# Requirement A
Update the Star Destroyer interview by writing out everything from "Brickset: How did" down to "you started development?", with "summer holidays" replaced by "winter holidays".

# Text section
_ _ _ _ _
Brickset: How did the development process for 75252 Imperial Star Destroyer begin?

Henrik: Shortly before the summer holidays during 2017, the LEGO Star Wars design team discussed which subjects may be most suitable for the next Ultimate Collector Series model. The design director, Jens Kronvold Frederiksen, was away so I began creating sketches for an Imperial Star Destroyer. When he returned, the discussion continued and I received approval to continue developing the model.

Had the price been decided before you started development?

No, I just wanted to produce a model which matched, or perhaps exceeded, the size of 10030 Imperial Star Destroyer from 2002. I was also aiming to create a sturdier vehicle and I believe the accuracy has been improved. While the original set was inspired primarily by screenshots from the film, this example takes inspiration from the prop which was used for filming.

Focusing upon the movie prop was primarily decided by my passion for building scale models, usually depicting trucks. I always try to maintain great authenticity when assembling them and worked hard to achieve comparable accuracy with the Star Destroyer.

Have any other Star Wars sets been designed using the filming model as the primary source?

I am not aware of any other examples, although that is the method I would use if I were building any subsequent Ultimate Collector Series models. 10030 Imperial Star Destroyer probably takes primary inspiration from the onscreen vessel which is an effective method for design, although looking at the physical model can provide different advantages when trying to achieve absolute authenticity.
_ _ _ _ _
# Supplied records

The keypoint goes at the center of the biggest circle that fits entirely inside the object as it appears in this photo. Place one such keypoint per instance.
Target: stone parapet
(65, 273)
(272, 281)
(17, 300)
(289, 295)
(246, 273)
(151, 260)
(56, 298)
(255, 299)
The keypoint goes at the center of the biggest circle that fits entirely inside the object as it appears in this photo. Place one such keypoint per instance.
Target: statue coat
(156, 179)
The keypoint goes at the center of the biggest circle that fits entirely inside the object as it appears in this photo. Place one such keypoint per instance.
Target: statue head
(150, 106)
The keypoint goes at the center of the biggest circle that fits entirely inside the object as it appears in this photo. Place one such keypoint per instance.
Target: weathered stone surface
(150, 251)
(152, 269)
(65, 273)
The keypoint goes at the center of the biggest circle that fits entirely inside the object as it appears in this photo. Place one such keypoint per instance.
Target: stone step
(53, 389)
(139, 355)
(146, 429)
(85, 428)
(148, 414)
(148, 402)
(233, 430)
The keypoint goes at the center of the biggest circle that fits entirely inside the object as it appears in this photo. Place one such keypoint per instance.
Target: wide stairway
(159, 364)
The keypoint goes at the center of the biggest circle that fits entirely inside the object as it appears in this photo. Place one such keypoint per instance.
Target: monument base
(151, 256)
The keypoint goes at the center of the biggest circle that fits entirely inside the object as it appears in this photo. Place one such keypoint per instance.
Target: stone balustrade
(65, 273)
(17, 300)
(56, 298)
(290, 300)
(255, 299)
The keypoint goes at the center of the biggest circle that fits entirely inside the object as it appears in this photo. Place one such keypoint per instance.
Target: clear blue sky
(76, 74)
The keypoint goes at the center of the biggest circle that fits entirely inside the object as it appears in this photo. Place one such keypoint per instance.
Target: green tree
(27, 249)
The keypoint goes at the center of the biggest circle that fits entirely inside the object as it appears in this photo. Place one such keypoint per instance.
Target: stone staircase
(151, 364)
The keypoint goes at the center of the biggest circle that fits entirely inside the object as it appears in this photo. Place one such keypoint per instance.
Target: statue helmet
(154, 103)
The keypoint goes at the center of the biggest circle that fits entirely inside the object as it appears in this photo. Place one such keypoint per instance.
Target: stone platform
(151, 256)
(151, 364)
_ _ _ _ _
# Requirement B
How many lines in the rows contain the string "stone"? Reply with the number only.

# Complete answer A
Brickset: How did the development process for 75252 Imperial Star Destroyer begin?

Henrik: Shortly before the winter holidays during 2017, the LEGO Star Wars design team discussed which subjects may be most suitable for the next Ultimate Collector Series model. The design director, Jens Kronvold Frederiksen, was away so I began creating sketches for an Imperial Star Destroyer. When he returned, the discussion continued and I received approval to continue developing the model.

Had the price been decided before you started development?

# Complete answer B
6